◆ Exercise objective: Restate word for word every line from the one containing "the tree bark" to the last line of the records below.

[[ Record excerpts, beginning ]]

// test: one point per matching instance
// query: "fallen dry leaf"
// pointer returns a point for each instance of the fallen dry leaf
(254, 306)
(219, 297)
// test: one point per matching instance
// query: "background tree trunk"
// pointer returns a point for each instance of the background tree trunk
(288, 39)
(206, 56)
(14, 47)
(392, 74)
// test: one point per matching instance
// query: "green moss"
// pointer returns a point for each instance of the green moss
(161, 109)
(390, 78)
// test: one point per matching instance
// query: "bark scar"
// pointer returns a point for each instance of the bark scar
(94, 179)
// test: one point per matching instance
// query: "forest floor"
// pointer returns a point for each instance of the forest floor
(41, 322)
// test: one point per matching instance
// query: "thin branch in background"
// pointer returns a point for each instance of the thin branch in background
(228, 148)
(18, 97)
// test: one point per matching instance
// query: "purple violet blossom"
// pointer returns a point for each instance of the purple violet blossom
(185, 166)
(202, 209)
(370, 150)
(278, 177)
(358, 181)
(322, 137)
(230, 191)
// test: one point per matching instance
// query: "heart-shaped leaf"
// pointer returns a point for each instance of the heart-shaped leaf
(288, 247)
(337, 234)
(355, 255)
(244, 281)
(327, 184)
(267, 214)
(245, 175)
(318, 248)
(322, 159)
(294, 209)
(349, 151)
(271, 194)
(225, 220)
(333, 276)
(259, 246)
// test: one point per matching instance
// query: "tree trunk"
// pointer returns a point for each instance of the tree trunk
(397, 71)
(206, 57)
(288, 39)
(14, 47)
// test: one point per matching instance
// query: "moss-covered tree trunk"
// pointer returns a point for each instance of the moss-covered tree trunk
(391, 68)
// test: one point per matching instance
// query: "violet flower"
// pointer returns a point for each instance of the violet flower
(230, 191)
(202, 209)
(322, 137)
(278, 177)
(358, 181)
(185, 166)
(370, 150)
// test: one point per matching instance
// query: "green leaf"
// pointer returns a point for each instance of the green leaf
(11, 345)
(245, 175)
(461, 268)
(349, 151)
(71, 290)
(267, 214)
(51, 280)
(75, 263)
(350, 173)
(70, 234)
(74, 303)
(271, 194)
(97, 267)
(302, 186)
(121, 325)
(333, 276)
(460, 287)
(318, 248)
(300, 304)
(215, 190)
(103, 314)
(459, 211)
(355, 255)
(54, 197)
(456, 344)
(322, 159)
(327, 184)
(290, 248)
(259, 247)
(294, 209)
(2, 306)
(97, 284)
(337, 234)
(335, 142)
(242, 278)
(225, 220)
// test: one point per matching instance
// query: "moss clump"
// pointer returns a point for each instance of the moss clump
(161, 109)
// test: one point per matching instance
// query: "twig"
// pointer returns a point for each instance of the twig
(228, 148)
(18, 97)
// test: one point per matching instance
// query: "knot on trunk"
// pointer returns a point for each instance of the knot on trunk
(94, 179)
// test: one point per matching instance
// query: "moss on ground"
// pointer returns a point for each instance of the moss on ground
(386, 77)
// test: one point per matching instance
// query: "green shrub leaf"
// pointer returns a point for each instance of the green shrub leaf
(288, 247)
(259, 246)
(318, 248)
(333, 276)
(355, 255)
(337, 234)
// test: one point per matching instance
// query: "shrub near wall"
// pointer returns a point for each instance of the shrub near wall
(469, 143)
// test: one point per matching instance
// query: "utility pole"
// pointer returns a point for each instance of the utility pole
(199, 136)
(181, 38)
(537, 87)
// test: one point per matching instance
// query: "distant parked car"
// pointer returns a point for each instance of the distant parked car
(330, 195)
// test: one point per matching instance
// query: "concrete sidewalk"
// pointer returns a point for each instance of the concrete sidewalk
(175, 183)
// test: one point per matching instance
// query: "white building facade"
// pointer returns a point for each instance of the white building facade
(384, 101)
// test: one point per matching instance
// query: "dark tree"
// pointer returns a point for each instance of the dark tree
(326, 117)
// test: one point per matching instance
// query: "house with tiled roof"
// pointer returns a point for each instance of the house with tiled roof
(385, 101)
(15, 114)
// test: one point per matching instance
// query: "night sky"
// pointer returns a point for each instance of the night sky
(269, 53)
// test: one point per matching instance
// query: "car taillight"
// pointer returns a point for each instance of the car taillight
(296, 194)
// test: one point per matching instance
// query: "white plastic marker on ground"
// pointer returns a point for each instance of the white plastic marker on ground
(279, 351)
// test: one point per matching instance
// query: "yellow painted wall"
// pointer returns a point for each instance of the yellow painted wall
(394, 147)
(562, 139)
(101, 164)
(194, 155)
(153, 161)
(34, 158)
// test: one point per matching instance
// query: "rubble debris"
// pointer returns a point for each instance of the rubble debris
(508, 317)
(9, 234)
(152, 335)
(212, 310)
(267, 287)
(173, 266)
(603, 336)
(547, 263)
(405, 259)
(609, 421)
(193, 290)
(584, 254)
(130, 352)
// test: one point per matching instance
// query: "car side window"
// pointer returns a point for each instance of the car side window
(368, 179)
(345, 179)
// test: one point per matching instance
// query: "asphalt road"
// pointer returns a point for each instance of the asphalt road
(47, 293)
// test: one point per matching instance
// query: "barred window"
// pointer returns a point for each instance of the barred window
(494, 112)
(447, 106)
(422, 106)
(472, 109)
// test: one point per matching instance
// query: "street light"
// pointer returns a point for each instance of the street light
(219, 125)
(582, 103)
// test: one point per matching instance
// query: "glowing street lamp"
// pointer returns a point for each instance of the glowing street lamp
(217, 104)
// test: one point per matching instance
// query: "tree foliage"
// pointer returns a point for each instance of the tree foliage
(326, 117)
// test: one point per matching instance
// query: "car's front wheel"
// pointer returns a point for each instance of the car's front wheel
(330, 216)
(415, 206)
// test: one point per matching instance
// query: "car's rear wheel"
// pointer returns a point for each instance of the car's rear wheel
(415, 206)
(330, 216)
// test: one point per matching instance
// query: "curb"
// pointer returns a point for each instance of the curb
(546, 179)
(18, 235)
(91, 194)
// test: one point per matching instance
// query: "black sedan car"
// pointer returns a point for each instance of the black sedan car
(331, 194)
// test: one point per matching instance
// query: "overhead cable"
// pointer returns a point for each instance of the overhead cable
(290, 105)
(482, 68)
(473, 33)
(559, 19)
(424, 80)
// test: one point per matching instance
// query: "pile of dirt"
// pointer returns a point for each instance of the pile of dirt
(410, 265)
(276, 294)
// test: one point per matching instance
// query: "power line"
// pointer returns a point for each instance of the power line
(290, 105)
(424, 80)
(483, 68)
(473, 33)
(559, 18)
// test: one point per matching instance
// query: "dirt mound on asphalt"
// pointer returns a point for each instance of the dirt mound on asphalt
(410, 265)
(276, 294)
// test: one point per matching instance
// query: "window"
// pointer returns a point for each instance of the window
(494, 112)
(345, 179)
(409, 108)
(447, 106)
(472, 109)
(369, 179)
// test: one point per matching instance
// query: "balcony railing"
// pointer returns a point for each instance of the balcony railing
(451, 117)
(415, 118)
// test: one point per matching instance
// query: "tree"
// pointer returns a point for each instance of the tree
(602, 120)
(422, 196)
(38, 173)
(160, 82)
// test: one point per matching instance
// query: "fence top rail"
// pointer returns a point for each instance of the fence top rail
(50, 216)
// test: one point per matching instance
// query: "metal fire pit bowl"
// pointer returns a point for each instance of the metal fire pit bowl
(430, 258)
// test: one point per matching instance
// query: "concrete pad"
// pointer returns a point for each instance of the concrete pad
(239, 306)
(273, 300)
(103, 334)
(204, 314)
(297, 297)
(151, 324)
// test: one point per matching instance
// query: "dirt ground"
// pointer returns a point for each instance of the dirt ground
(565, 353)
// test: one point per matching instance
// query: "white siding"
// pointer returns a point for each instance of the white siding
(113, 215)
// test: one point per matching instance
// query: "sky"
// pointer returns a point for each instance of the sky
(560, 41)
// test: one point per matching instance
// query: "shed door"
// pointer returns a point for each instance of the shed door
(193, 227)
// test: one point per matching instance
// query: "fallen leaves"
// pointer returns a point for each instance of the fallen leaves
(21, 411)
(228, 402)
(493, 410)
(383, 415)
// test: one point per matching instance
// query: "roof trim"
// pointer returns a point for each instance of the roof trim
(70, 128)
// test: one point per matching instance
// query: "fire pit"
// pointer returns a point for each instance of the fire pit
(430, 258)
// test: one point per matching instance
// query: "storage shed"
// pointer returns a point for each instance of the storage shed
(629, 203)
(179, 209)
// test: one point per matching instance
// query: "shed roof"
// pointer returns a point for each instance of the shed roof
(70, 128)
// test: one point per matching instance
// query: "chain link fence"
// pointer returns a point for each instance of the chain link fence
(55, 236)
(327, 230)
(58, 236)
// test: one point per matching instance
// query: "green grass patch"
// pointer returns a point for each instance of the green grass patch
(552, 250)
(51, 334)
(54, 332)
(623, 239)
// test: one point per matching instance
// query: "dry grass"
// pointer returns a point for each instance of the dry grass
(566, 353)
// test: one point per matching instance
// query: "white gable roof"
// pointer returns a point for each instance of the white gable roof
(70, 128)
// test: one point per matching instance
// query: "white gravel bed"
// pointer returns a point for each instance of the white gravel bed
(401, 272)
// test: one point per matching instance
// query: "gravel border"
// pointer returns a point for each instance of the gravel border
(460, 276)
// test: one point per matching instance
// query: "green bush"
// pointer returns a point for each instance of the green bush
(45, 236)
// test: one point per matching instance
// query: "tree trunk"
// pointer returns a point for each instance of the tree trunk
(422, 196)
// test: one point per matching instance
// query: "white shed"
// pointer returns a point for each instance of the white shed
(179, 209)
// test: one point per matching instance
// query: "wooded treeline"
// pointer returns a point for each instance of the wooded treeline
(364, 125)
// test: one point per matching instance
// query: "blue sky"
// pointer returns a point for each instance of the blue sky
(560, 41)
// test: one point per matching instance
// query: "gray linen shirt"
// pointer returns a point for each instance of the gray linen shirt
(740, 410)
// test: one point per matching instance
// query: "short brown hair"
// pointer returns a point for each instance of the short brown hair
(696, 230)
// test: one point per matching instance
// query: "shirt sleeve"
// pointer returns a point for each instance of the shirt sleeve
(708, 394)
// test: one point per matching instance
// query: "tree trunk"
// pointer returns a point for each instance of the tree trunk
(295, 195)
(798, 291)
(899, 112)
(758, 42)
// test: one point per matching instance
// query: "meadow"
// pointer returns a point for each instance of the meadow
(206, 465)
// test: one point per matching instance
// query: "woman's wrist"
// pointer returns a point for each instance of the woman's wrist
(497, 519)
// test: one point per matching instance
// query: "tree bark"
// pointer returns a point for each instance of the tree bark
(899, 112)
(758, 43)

[[ Record excerpts, end ]]

◆ Exercise solution:
// pointer returns a point for each instance of the tree bark
(899, 112)
(758, 43)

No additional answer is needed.